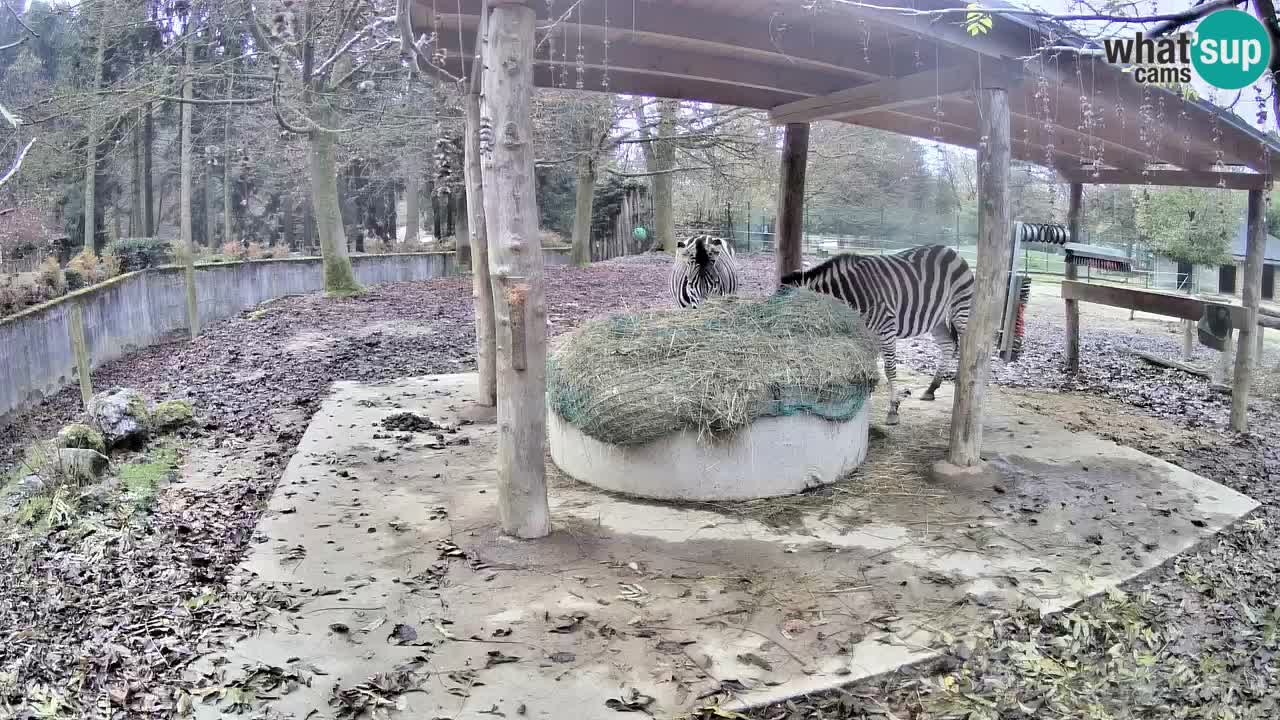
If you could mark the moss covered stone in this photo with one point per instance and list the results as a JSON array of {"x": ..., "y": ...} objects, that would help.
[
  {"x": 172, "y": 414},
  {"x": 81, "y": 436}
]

- _DIRECTIONS_: Copy the entries above word for word, leaving out the pictures.

- _EXERCISE RESPONSE_:
If you could mark the moss covered stone in this photo with one point per instance and list the results as a JSON array of {"x": ..., "y": ...} objects, that would help.
[
  {"x": 172, "y": 414},
  {"x": 81, "y": 436}
]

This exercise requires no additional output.